**Goal**
Print out the entries below with no edits.

**** Supplied material ****

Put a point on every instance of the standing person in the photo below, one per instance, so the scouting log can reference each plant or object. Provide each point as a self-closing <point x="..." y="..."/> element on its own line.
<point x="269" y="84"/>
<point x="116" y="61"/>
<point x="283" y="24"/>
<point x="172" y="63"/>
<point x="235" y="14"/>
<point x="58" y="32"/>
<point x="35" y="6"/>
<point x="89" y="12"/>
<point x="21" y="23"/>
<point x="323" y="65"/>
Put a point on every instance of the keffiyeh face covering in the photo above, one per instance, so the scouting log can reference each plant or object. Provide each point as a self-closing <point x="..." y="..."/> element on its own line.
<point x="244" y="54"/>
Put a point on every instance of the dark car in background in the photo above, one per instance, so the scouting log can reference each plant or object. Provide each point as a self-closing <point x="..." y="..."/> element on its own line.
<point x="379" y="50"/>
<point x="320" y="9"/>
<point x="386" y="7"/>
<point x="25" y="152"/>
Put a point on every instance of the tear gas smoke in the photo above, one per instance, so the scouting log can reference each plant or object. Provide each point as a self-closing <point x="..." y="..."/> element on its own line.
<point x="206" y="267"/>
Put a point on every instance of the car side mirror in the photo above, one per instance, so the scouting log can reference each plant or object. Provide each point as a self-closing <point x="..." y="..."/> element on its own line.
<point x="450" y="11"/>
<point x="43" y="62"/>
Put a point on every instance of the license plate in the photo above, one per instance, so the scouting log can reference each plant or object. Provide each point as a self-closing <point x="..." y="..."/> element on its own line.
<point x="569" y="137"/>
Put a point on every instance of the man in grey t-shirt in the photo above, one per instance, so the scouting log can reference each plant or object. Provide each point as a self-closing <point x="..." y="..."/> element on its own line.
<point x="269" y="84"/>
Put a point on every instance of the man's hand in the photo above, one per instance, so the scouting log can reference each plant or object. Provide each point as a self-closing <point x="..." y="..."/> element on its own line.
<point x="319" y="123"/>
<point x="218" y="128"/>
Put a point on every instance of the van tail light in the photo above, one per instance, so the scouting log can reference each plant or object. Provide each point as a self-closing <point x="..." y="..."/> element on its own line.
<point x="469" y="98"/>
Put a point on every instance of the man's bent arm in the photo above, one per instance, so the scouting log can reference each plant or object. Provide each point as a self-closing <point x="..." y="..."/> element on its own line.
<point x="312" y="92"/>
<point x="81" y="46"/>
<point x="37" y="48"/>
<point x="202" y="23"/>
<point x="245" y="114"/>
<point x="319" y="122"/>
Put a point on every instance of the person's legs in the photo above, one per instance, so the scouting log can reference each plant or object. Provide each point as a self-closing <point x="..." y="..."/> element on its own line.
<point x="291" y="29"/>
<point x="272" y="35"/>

****

**Task solution**
Put a point on every instance of the standing person in the photo below, one per instance, so the scouting log can reference each plant or object. Provide each point as a self-closing <point x="..." y="..."/> element on its own line.
<point x="269" y="84"/>
<point x="116" y="61"/>
<point x="283" y="24"/>
<point x="172" y="63"/>
<point x="235" y="14"/>
<point x="58" y="32"/>
<point x="35" y="6"/>
<point x="89" y="12"/>
<point x="21" y="23"/>
<point x="323" y="65"/>
Put a point on every instance of the keffiyeh face covering in the photo above, one per instance, so the scouting log can reference each plant or object. Provide each point as a self-closing <point x="..." y="..."/> element on its own line.
<point x="244" y="54"/>
Put a point on every instance of the dark car in background in the photo above, one per instance, so the scouting log can reference each plant or object. Provide each point as a self-closing <point x="..." y="..."/> element on its own line.
<point x="379" y="50"/>
<point x="320" y="9"/>
<point x="386" y="7"/>
<point x="25" y="152"/>
Put a point on every instance of the tear gas smoke in the photo above, one per instance, so the scouting log can reference each plant or object. Provide each point as a self-closing <point x="..." y="..."/> element on its own line.
<point x="206" y="267"/>
Put a point on every instance of the car side mirror in the photo above, one per instance, so the scouting log can reference each plant or object. Provide each point as a self-closing <point x="..." y="..."/> element on its own line.
<point x="450" y="11"/>
<point x="43" y="62"/>
Put a point on every instance of the license plate in the photo above, one per instance, so the scouting log can reference each plant or object. Provide each point as a self-closing <point x="..." y="..."/> element on its own line.
<point x="569" y="137"/>
Put a point on every instance of the man in grey t-shirt in the photo above, one per instance, so the scouting log can reference each plant or object. Provide each point as a self-closing <point x="..." y="..."/> element on its own line.
<point x="269" y="84"/>
Put a point on every instance of the man's hand in the photo above, one per instance, so the scouting log can reference each plant or object. Provide each point as a self-closing <point x="..." y="..."/> element on its own line.
<point x="319" y="123"/>
<point x="218" y="128"/>
Put a point on every instance of the van tail light in the photo above, one per instance, so the scouting log can reference each plant or object. Provide each point as a self-closing <point x="..." y="..."/> element on its own line.
<point x="469" y="98"/>
Put a point on every instance of the man's bent arm in the photo above, one per instance, so the scouting log can reference each plant or object. Provide each point as a self-closing <point x="..." y="..."/> element on its own line.
<point x="312" y="92"/>
<point x="81" y="46"/>
<point x="37" y="48"/>
<point x="202" y="23"/>
<point x="245" y="114"/>
<point x="319" y="122"/>
Put a point on every instance of the person's legs in the photo above, one per instance, so the scouting log can reference each plant or object. Provide each point as a self-closing <point x="..." y="..."/> element on its own line.
<point x="291" y="29"/>
<point x="272" y="35"/>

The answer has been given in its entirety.